Texto de lectura:
————————

La enseñanza, el saber y el reconocimiento

El Sócrates platónico del Menón resume así la paradoja de toda enseñanza: “Es imposible para un hombre buscar ni lo que sabe ni lo que no sabe. Ni, por una parte, buscará lo que sabe porque, en efecto, lo sabe y, en tal ocasión, no tiene en absoluto necesidad de buscarlo; ni, por otra, lo que no sabe, pues no sabe de antemano lo que deberá buscar”. Nadie puede, pues, aprender nada ni enseñar nada, según el parecer del patriarca de toda pedagogía en Occidente, y la civilización escolar aparece, en toda su amplitud, como un gigantesco trampantojo.
Sócrates, maestro de ironía, no se detiene ahí. Para confirmar su tesis, se entrega a un célebre ejercicio de alta escuela educativa ofreciendo una lección de geometría a un joven esclavo sin formación matemática. Este, enfrentado a algunas figuras trazadas sobre la arena, y metódicamente interrogado, define un cierto número de verdades emparentadas con el teorema de Pitágoras. La maestría68* del examinador es tal que, de pregunta a respuesta, el joven esclavo parece extraer de su propio interior todo lo que Sócrates le hace decir. La conclusión se impone: nada viene a enriquecer nuestra inteligencia desde el exterior; ella ha descubierto en sí misma las relaciones constitutivas del mundo matemático; esas relaciones estaban ahí ya. Esperaban, para hacerse conscientes, la llamada del encantador.
Por supuesto, hace falta ser un pedagogo excepcional para negar de esta forma toda pedagogía. Y, sin duda, hay ahí una primera lección: el mejor maestro no es aquel que se impone, que se afirma como dominador del espacio mental. El mejor maestro, muy al contrario, se hace alumno de su alumno; se esfuerza por despertar una conciencia todavía ignorante de sí misma, y por guiar su desarrollo en el sentido que mejor le conviene. En lugar de captar la buena voluntad inocente, se da por tarea respetar la espontaneidad natural del joven espíritu al que tiene como misión liberar. Sócrates, que se desdibuja ante su alumno, no es menos maestro que el maestro que se impone y reina mediante una reputación demasiado fácil.
Sin embargo, la paradoja socrática aparece, también ella, como otro artificio. La experiencia más habitual certifica, en efecto, que se puede buscar aprender lo que no se sabe: yo no sé chino, soy ignorante en materia de botánica, y puedo a partir de hoy disponerme a colmar esta laguna, o esta otra, en mi cultura. Cada ser humano reúne en sí mismo un cierto número de desconocimientos, a los que le corresponde dar remedio si lo desea. Y lo más sencillo en tal caso es recurrir al buen hacer de un maestro competente. El propósito de Sócrates es, por tanto, absurdo: basta para convencerse de ello con pensar en la propia aventura del joven esclavo objeto de la experiencia. Sócrates lo pone en condiciones de formular –completamente solo– diversas verdades que podrían resumirse con el teorema de Pitágoras. “Ves claramente, dice Sócrates, que yo no le he enseñado nada…”. Solo que, sin el encuentro con el maestro de la ironía, el muchacho jamás habría conocido el teorema de Pitágoras, que, por otra parte, continúa siendo letra muerta para la mayor parte de la humanidad.

————————

Datos extraídos:
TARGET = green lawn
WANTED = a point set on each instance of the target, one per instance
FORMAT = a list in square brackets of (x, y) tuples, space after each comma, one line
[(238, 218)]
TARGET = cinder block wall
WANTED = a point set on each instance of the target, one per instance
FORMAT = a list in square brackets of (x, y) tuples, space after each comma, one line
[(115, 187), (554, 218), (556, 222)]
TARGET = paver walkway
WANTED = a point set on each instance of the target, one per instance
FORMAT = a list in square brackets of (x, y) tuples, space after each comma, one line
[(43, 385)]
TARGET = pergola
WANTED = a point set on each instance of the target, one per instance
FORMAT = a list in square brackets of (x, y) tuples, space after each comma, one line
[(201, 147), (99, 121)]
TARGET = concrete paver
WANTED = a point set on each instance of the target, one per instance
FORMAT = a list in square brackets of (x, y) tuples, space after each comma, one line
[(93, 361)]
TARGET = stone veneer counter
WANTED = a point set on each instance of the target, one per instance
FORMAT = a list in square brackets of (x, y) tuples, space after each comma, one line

————————

Tarea a realizar: Indica si cada afirmación concuerda con el texto sobre la paradoja socrática de la enseñanza; contesta sí o no y cita literalmente las palabras del texto que lo deciden. 1. El joven esclavo al que Sócrates da la lección tenía formación matemática. 2. El mejor maestro se hace alumno de su alumno. 3. El teorema de Pitágoras es conocido por la mayor parte de la humanidad. Para responder, apóyate únicamente en el texto de lectura.

Solución del problema:
1. No: "un joven esclavo sin formación matemática".
2. Sí: "El mejor maestro, muy al contrario, se hace alumno de su alumno".
3. No: "continúa siendo letra muerta para la mayor parte de la humanidad".